EXERCISE AIM: Extract each line of the material below that contains the string "covered", treating uppercase and lowercase as different.

****************************************

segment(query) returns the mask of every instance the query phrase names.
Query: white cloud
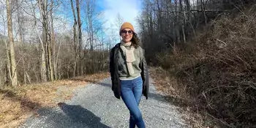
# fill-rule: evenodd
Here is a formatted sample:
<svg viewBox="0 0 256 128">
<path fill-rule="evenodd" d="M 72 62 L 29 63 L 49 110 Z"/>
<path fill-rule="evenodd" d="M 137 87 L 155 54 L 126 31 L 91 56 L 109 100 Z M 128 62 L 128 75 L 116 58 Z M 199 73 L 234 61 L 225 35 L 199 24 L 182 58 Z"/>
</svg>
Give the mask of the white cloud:
<svg viewBox="0 0 256 128">
<path fill-rule="evenodd" d="M 103 10 L 104 30 L 107 36 L 116 36 L 118 38 L 119 27 L 117 26 L 118 14 L 124 19 L 124 22 L 131 23 L 138 32 L 138 24 L 136 21 L 140 15 L 141 3 L 138 0 L 102 0 L 100 4 Z M 111 34 L 113 32 L 113 34 Z"/>
</svg>

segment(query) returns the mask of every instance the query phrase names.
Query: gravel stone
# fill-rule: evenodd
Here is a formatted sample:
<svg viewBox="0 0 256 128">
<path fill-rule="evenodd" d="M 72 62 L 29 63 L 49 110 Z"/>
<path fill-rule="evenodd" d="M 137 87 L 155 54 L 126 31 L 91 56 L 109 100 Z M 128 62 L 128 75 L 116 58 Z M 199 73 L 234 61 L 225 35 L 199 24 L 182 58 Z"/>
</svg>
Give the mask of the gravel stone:
<svg viewBox="0 0 256 128">
<path fill-rule="evenodd" d="M 189 127 L 177 107 L 157 93 L 150 79 L 149 97 L 143 96 L 140 108 L 147 128 Z M 110 78 L 75 91 L 74 97 L 55 108 L 42 108 L 20 128 L 127 128 L 129 113 L 111 91 Z M 169 119 L 170 118 L 170 119 Z"/>
</svg>

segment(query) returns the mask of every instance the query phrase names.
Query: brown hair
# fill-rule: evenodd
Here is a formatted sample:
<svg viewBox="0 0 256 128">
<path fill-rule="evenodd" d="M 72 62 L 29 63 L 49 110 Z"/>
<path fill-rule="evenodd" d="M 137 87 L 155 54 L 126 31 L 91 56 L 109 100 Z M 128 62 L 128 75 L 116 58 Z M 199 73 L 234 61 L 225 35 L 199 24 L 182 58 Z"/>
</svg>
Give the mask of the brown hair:
<svg viewBox="0 0 256 128">
<path fill-rule="evenodd" d="M 137 34 L 133 32 L 132 38 L 131 39 L 132 45 L 137 48 L 140 45 L 140 39 L 138 37 Z"/>
</svg>

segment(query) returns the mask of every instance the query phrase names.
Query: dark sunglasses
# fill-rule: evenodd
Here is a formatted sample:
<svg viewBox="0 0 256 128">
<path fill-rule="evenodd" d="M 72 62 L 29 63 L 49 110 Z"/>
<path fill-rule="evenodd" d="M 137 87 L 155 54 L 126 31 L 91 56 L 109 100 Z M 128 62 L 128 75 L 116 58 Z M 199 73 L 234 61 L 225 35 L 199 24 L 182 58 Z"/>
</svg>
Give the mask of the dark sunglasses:
<svg viewBox="0 0 256 128">
<path fill-rule="evenodd" d="M 121 31 L 122 34 L 127 34 L 127 32 L 128 32 L 129 34 L 132 34 L 133 33 L 132 31 L 131 31 L 131 30 L 128 30 L 128 31 L 122 30 Z"/>
</svg>

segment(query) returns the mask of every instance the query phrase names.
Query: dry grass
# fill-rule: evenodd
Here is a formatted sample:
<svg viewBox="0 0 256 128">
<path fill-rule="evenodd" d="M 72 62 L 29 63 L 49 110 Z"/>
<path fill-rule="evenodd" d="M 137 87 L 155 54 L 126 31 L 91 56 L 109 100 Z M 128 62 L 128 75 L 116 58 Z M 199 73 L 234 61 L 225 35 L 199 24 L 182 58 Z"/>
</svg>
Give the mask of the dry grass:
<svg viewBox="0 0 256 128">
<path fill-rule="evenodd" d="M 16 127 L 31 114 L 37 116 L 39 108 L 54 107 L 58 102 L 72 97 L 75 89 L 109 76 L 108 73 L 103 72 L 0 89 L 0 127 Z"/>
</svg>

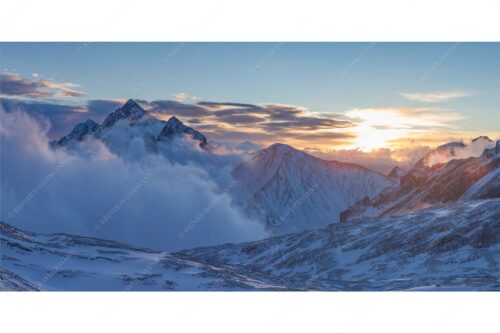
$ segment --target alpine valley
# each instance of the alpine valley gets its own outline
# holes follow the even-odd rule
[[[500,141],[450,142],[384,175],[281,143],[222,154],[202,129],[129,100],[47,149],[90,156],[96,143],[130,163],[140,152],[210,178],[218,195],[171,227],[178,239],[221,201],[260,236],[167,251],[119,234],[28,231],[2,214],[1,290],[500,290]],[[169,216],[158,218],[168,229]]]

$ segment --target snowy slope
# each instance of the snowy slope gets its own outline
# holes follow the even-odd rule
[[[341,213],[341,220],[402,215],[436,204],[499,197],[500,150],[487,148],[478,157],[460,159],[456,156],[457,147],[465,146],[454,142],[430,152],[401,177],[399,187],[383,191],[371,201],[356,203]],[[450,156],[454,158],[449,159]],[[430,162],[443,158],[448,161]]]
[[[0,224],[0,290],[261,290],[273,278],[113,241]]]
[[[2,290],[500,290],[500,199],[177,253],[0,231]]]
[[[183,252],[327,290],[500,290],[500,199]]]
[[[396,183],[359,165],[324,161],[284,144],[258,152],[233,177],[236,202],[274,234],[338,222],[342,210]]]
[[[143,144],[150,152],[158,152],[161,143],[185,138],[198,143],[200,147],[207,145],[207,138],[199,131],[184,125],[176,117],[163,121],[151,116],[134,100],[128,100],[122,107],[111,112],[102,122],[86,120],[78,124],[68,135],[52,141],[52,147],[78,148],[88,138],[102,141],[119,156],[138,143]]]

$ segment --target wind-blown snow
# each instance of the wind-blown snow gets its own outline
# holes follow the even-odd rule
[[[0,231],[7,290],[500,290],[500,199],[176,253]]]

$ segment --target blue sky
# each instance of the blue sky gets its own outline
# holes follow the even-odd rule
[[[426,120],[439,113],[437,127],[453,127],[450,137],[495,134],[500,123],[500,43],[2,43],[0,69],[77,84],[85,95],[70,103],[288,104],[338,119],[352,109],[425,109]],[[359,123],[366,112],[350,114]]]

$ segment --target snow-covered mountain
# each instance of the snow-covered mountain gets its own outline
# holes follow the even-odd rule
[[[120,131],[127,128],[127,133]],[[199,131],[184,125],[176,117],[163,121],[151,116],[134,100],[128,100],[122,107],[111,112],[99,125],[93,120],[86,120],[75,126],[73,131],[59,140],[52,141],[53,147],[67,147],[93,137],[102,140],[110,148],[119,149],[133,140],[142,138],[146,147],[158,151],[158,142],[165,142],[176,137],[187,136],[196,140],[200,147],[207,145],[207,138]]]
[[[261,150],[233,177],[238,205],[274,234],[338,222],[342,210],[396,184],[362,166],[321,160],[284,144]]]
[[[487,137],[479,137],[472,145],[481,141],[483,147],[487,143],[491,148],[483,148],[477,157],[475,147],[461,142],[439,146],[401,177],[399,187],[358,202],[341,213],[341,220],[402,215],[436,204],[500,197],[500,141],[494,145]]]
[[[2,290],[500,290],[500,199],[165,253],[0,224]]]
[[[406,171],[404,171],[403,169],[401,169],[400,167],[398,166],[395,166],[394,168],[391,169],[391,171],[387,174],[387,177],[391,177],[393,179],[401,179],[401,177],[403,177],[404,175],[406,175]]]

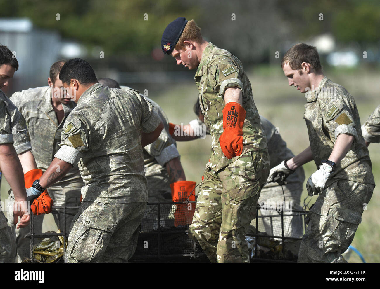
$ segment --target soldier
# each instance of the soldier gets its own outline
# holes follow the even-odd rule
[[[173,137],[176,140],[190,140],[197,139],[205,134],[210,134],[204,125],[204,117],[201,110],[199,101],[197,101],[194,105],[194,110],[198,117],[191,121],[188,124],[184,126],[183,130],[181,130],[180,126],[170,124],[172,128]],[[271,167],[279,164],[284,158],[289,159],[294,157],[294,154],[287,147],[286,143],[281,138],[277,130],[278,128],[261,115],[260,120],[264,134],[266,136]],[[178,131],[175,134],[177,128]],[[265,184],[261,189],[258,200],[258,203],[262,209],[261,213],[262,215],[273,217],[259,218],[259,228],[264,226],[265,232],[269,235],[282,236],[281,219],[277,212],[283,210],[284,211],[284,215],[286,215],[291,214],[293,209],[301,209],[300,203],[304,180],[305,173],[303,169],[301,168],[289,176],[287,180],[287,183],[283,185],[277,183]],[[215,184],[215,185],[217,184]],[[283,206],[284,202],[286,203],[284,204],[285,206]],[[299,238],[302,236],[303,226],[302,220],[299,216],[285,215],[283,220],[285,237]],[[255,226],[255,221],[253,220],[251,225]]]
[[[27,225],[30,218],[30,207],[27,202],[22,168],[15,148],[13,132],[18,131],[15,138],[19,143],[28,140],[27,130],[22,116],[17,108],[1,90],[8,86],[10,79],[18,69],[19,63],[8,47],[0,45],[0,168],[14,192],[14,203],[12,208],[13,224],[17,228]],[[29,144],[30,146],[30,143]],[[16,254],[16,242],[0,203],[0,263],[11,262]]]
[[[98,80],[104,86],[127,90],[130,89],[128,86],[120,87],[117,82],[111,79],[101,78]],[[186,181],[177,144],[169,133],[169,121],[166,114],[158,104],[148,97],[146,98],[153,105],[153,111],[159,116],[164,127],[154,142],[143,148],[144,170],[148,181],[148,201],[150,203],[170,202],[172,201],[174,190],[177,190],[177,187],[184,185],[186,190],[190,193],[194,188],[194,182]],[[173,184],[173,192],[170,186],[172,184]],[[174,216],[171,214],[172,206],[161,205],[160,209],[160,222],[166,223],[165,226],[167,227],[173,225]],[[141,223],[142,231],[151,231],[157,228],[155,222],[152,220],[152,217],[157,215],[157,210],[156,205],[147,206]]]
[[[299,262],[347,262],[342,255],[353,239],[375,182],[353,97],[322,73],[315,47],[300,44],[284,55],[289,85],[306,93],[304,118],[310,146],[271,170],[269,181],[282,181],[314,160],[309,195],[319,194],[306,218]]]
[[[240,60],[205,41],[193,20],[179,17],[171,23],[161,44],[177,64],[196,69],[200,104],[211,134],[209,166],[189,236],[212,262],[249,262],[245,232],[269,171],[249,80]]]
[[[65,121],[76,105],[65,94],[63,94],[62,82],[59,80],[59,71],[65,62],[60,60],[52,65],[48,79],[48,86],[15,92],[10,97],[28,125],[36,168],[42,170],[38,175],[34,176],[33,181],[42,175],[42,171],[46,170],[58,151]],[[24,165],[22,161],[22,164]],[[32,184],[28,186],[25,184],[29,187]],[[84,185],[79,171],[76,168],[47,190],[55,206],[78,206],[80,205],[81,189]],[[10,198],[12,196],[11,195]],[[63,209],[57,210],[62,213]],[[78,212],[78,209],[66,210],[66,231],[68,233],[73,218]],[[57,226],[63,232],[63,215],[54,216]],[[41,215],[35,217],[35,232],[41,232],[43,217]],[[19,231],[16,230],[17,254],[19,261],[22,261],[29,255],[29,240],[23,237],[29,232],[29,228],[25,228]]]
[[[362,126],[361,132],[367,147],[371,143],[380,143],[380,105]]]
[[[65,121],[59,149],[30,189],[41,192],[78,165],[83,198],[65,262],[127,262],[148,200],[142,147],[163,126],[138,91],[104,87],[83,60],[68,61],[59,79],[77,104]]]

****************************************

CORRECT OUTPUT:
$ segment --target snow-covered mountain
# each instance of the snow-covered mountain gets its own outline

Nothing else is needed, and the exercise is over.